* _EXERCISES TO COMPLETE_
• 1. In the crab-hunting story, what was left in the seafood tank when the narrator arrived at the market?
• 2. From the crab-hunting story, copy the passage between "I parked the" and "the concise answer.", inclusive.

I got up and got ready by nine o'clock - on a Saturday, I might add - and went on my hunt for live crab. I don't do the frozen crab thing - those are for amateurs. My experience told me they are the freshest if you get them on the day of the event. And they are the best if you get them from the Asian markets. Well, you really don't have a choice on the market because general supermarkets don't sell live crab. I knew exactly which market to go.
I parked the car and walked into the market, aiming straight at the seafood section. What did I see? An empty tank! There was one small part of a crab left: a crab claw on the bottom of the tank, and that was it.
Shit! I said to myself after the shock subsided. I finally flagged down a clerk in the fish section and asked if they would get more shipment in today.
"No." was the answer. No customer service training was provided to workers of this market, obviously.
"Do you know when you'll get more in?" I knew it was a long shot, but maybe there was a slim chance that they were expecting a shipment in a few minutes.
"I don't know." was the concise answer.

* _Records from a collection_
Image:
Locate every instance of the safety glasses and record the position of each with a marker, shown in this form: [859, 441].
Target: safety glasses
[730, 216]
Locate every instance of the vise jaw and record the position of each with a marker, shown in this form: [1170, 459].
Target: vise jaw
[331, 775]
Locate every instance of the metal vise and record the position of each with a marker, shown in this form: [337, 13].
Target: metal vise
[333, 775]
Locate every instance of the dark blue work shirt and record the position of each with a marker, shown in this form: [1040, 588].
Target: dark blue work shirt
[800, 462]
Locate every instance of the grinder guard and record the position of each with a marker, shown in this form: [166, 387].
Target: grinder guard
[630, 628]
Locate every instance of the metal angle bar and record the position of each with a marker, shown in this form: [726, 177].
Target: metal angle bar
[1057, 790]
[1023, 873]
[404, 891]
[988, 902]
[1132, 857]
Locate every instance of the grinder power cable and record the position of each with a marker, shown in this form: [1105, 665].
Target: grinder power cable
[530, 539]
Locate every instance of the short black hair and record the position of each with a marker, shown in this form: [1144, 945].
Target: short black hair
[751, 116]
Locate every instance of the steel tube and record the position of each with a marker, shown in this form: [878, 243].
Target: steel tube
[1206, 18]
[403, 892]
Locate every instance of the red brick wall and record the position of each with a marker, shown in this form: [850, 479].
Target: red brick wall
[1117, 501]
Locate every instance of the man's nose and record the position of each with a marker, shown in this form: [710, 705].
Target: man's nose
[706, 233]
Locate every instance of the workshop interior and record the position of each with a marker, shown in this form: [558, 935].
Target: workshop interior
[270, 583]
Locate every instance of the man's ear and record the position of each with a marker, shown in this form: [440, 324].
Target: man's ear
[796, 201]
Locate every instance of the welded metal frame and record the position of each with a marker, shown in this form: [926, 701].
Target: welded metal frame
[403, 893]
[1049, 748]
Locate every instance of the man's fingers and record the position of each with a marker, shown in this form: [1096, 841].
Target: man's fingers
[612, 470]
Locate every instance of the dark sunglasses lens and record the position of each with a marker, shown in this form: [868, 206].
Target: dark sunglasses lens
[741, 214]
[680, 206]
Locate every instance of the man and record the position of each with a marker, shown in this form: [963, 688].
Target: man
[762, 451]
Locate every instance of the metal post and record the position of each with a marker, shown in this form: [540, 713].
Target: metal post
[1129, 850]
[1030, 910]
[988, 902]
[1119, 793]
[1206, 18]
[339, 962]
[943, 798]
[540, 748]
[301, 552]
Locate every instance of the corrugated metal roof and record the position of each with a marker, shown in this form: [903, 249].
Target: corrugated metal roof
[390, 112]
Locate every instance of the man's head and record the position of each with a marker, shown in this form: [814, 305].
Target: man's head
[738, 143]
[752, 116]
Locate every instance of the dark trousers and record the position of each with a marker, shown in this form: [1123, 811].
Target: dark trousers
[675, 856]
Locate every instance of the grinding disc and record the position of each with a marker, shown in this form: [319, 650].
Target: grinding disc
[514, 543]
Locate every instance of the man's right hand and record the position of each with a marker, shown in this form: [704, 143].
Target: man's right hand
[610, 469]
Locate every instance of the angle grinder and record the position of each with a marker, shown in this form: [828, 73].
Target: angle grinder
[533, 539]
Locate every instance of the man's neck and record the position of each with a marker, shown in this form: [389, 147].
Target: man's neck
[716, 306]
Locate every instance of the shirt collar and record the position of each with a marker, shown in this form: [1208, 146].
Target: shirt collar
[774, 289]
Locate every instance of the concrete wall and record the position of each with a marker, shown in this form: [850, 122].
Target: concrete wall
--
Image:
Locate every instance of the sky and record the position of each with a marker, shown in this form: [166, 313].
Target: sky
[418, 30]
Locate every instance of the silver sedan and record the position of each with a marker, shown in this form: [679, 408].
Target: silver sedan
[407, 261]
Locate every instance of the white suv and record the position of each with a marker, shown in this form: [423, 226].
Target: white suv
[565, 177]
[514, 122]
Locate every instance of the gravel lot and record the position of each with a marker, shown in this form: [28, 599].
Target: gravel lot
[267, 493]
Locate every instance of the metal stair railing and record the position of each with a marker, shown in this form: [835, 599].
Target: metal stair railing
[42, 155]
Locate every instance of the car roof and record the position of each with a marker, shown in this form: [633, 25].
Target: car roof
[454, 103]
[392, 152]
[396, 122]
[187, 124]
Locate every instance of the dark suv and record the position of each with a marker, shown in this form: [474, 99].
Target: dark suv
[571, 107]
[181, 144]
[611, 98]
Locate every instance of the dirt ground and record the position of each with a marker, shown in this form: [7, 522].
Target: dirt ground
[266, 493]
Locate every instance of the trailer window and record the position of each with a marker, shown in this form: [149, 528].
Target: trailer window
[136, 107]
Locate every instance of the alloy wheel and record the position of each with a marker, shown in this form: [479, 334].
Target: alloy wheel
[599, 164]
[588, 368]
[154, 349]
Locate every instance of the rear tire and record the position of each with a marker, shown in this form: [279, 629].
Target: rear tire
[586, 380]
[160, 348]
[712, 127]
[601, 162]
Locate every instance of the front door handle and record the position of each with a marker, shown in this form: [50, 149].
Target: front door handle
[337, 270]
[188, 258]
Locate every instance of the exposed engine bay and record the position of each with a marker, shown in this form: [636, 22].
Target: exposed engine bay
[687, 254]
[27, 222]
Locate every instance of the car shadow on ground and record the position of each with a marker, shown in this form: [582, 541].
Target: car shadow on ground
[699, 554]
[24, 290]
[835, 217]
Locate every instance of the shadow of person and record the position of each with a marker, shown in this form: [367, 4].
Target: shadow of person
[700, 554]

* _ANSWERS BY ITEM_
• 1. Only a single crab claw on the bottom of the otherwise empty tank.

• 2.
I parked the car and walked into the market, aiming straight at the seafood section. What did I see? An empty tank! There was one small part of a crab left: a crab claw on the bottom of the tank, and that was it.
Shit! I said to myself after the shock subsided. I finally flagged down a clerk in the fish section and asked if they would get more shipment in today.
"No." was the answer. No customer service training was provided to workers of this market, obviously.
"Do you know when you'll get more in?" I knew it was a long shot, but maybe there was a slim chance that they were expecting a shipment in a few minutes.
"I don't know." was the concise answer.